* WHAT YOU SHOULD DO *
Pick out every line of the records below that contains the string "curtain" and copy each such line. Case counts.

* EXTRACTED DATA *
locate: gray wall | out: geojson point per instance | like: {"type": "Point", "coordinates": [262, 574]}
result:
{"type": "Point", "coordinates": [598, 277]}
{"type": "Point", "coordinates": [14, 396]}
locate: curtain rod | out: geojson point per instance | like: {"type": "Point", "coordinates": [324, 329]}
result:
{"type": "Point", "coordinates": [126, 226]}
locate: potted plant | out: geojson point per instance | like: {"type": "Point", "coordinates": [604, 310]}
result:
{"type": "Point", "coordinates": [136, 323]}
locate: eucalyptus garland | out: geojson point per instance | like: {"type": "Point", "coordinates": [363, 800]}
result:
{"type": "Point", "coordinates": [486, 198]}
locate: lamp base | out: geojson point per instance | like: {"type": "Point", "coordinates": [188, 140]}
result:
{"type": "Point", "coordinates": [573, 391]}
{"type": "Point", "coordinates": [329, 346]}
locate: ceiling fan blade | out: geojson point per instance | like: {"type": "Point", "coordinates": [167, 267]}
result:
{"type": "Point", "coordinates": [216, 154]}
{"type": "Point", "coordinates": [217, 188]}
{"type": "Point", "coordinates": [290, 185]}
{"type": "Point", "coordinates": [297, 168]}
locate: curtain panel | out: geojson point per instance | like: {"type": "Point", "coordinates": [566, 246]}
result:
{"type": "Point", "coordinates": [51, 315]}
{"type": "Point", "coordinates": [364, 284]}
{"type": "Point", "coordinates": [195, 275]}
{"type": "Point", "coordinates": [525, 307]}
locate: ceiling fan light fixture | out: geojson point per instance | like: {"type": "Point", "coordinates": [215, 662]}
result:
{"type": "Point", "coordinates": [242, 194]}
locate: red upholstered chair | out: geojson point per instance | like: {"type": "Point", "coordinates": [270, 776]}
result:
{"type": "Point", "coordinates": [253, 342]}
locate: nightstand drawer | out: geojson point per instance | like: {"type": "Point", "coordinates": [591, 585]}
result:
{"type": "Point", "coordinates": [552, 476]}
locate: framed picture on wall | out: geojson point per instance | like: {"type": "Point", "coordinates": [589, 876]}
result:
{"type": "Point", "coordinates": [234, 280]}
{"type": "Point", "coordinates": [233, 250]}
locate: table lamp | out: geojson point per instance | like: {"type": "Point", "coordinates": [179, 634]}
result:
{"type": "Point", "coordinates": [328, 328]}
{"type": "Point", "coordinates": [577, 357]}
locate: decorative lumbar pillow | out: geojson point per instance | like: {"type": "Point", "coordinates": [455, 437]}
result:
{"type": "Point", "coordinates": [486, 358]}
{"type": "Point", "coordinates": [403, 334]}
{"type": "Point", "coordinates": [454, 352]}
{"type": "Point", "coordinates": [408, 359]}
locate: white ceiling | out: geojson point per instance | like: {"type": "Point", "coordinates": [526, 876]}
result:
==
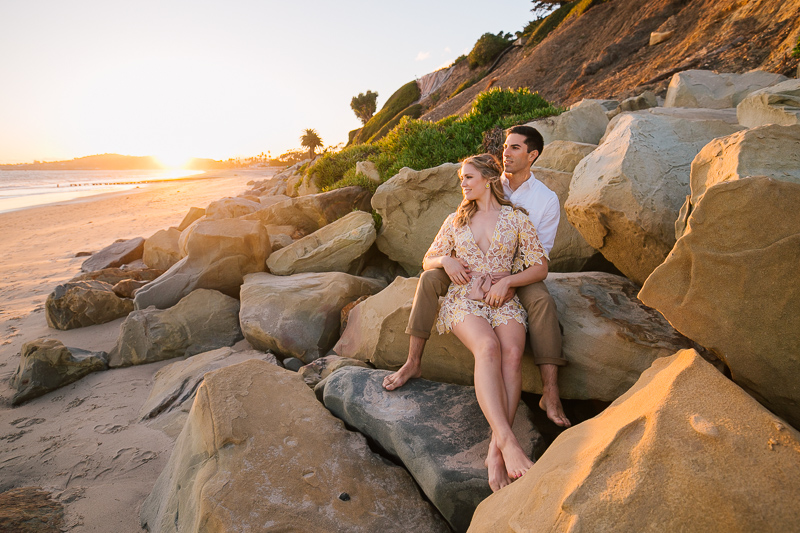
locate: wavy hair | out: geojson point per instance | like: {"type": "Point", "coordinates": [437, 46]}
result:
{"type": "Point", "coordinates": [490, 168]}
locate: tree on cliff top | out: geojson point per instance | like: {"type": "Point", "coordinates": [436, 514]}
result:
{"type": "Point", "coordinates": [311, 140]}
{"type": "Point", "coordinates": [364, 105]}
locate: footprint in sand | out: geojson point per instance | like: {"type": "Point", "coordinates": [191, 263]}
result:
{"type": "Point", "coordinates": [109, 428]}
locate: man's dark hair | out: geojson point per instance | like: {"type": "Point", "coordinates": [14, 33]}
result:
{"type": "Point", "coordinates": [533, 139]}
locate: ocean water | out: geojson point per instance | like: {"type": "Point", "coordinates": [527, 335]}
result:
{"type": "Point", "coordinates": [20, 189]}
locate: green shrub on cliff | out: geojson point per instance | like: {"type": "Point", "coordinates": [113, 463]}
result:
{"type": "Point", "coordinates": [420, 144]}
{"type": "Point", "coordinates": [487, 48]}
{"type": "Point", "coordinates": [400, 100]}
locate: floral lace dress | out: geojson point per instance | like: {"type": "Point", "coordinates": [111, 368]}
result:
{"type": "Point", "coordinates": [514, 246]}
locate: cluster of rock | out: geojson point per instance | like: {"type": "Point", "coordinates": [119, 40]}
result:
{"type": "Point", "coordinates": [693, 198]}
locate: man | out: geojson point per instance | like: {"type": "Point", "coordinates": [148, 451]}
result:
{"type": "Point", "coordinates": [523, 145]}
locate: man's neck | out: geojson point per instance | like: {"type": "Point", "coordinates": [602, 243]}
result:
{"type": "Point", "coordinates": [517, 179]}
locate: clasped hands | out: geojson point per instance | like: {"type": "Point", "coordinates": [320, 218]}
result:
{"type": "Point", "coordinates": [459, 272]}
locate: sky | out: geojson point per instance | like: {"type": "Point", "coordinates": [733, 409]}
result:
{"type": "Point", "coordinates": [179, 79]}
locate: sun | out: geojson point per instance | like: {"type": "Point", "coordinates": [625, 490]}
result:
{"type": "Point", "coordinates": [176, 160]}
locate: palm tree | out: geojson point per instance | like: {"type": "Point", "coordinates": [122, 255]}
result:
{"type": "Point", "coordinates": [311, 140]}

* OUTPUT FOR THIS EXERCISE *
locate: curtain rod | out: geojson point per instance | like: {"type": "Point", "coordinates": [324, 329]}
locate: curtain panel | out: geojson point per instance | like: {"type": "Point", "coordinates": [566, 246]}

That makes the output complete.